# What the task asks
Go through the records below and copy out every line holding "leaves".

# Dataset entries
■ ■ ■ ■ ■

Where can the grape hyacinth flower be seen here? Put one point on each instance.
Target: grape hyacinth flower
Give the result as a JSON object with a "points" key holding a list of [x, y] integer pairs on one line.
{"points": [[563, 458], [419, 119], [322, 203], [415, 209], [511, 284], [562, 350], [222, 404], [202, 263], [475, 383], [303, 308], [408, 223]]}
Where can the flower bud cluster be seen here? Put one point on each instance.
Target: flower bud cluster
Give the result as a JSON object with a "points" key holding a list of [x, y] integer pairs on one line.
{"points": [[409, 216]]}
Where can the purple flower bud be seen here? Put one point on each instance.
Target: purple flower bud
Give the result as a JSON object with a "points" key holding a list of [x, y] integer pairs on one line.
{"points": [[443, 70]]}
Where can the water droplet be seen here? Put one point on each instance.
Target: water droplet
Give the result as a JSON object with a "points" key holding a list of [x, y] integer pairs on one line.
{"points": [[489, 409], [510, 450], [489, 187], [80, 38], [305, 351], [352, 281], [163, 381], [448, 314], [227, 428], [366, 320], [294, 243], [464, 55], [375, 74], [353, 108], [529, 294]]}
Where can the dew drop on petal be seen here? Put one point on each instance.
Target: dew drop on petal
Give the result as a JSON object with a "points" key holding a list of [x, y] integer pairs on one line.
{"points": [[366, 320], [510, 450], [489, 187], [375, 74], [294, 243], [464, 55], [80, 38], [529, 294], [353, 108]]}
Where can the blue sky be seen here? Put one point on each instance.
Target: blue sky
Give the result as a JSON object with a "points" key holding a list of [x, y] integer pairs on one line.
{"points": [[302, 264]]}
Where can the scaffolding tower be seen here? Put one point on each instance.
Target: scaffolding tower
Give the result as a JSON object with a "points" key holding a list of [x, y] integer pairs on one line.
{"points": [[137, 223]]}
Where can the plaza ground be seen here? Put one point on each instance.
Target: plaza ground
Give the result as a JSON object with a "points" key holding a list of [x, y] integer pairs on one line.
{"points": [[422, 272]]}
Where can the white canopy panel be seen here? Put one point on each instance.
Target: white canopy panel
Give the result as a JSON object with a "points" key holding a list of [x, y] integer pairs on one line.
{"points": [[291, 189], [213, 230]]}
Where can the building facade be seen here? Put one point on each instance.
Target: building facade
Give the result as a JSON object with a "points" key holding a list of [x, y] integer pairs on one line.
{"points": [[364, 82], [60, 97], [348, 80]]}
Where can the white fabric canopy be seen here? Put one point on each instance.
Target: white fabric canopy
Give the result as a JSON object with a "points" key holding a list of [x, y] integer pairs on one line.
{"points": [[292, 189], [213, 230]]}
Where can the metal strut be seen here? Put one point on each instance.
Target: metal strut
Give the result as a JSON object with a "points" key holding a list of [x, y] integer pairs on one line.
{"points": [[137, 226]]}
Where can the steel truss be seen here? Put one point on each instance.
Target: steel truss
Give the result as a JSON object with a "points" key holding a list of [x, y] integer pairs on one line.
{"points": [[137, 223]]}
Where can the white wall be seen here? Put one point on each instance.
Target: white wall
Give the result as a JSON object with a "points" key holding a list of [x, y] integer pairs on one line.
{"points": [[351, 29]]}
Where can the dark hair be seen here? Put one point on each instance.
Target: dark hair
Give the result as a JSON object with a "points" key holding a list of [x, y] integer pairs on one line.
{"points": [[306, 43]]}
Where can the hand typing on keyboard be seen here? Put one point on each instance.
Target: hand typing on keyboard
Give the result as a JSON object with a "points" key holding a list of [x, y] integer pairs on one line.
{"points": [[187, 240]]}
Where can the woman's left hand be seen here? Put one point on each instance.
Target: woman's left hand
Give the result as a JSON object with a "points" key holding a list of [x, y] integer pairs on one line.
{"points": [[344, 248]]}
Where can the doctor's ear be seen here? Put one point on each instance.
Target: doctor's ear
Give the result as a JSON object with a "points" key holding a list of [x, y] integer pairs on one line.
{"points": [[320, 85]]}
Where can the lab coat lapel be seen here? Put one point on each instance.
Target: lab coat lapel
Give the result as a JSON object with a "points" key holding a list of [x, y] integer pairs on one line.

■ ■ ■ ■ ■

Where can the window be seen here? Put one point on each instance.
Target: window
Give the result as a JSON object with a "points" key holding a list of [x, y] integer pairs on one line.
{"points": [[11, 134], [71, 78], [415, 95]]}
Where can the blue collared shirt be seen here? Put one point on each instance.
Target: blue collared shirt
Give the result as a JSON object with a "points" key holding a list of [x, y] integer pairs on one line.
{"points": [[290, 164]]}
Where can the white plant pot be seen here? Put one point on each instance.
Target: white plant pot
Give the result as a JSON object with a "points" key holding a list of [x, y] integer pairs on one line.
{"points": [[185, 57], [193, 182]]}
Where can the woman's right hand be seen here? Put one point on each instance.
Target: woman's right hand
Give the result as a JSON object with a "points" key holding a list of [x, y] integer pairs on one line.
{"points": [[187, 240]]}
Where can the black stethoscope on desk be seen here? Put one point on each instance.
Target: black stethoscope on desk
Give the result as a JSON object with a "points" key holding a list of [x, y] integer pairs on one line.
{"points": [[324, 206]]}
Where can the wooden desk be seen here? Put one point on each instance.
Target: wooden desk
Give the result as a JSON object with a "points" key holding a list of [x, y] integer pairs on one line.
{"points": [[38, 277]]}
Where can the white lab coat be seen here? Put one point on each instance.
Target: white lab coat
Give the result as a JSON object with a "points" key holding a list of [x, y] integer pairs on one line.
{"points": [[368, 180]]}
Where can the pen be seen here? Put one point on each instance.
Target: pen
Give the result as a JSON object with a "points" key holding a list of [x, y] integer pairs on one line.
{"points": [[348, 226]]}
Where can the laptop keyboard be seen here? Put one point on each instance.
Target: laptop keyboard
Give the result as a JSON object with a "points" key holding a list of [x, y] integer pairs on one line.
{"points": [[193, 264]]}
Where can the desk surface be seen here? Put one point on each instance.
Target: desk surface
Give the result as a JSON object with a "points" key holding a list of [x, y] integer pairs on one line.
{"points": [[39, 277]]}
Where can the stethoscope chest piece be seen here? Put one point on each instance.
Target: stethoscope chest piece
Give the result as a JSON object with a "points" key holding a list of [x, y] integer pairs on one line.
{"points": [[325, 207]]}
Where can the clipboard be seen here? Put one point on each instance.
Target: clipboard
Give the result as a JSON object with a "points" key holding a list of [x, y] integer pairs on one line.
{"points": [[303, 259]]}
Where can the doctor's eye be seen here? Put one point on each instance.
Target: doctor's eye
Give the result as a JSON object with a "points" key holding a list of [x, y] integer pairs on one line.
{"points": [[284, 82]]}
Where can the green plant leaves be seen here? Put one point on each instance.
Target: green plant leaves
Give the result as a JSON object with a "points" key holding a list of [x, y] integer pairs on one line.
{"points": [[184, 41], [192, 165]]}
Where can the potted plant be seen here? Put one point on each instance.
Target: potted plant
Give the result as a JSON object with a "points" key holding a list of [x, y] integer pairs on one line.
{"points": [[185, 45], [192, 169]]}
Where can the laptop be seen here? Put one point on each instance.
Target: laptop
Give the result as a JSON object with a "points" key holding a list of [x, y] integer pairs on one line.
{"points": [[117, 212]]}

■ ■ ■ ■ ■

# Answer below
Where can the green plant leaves be seen here? Put one point on each instance.
Target: green plant leaves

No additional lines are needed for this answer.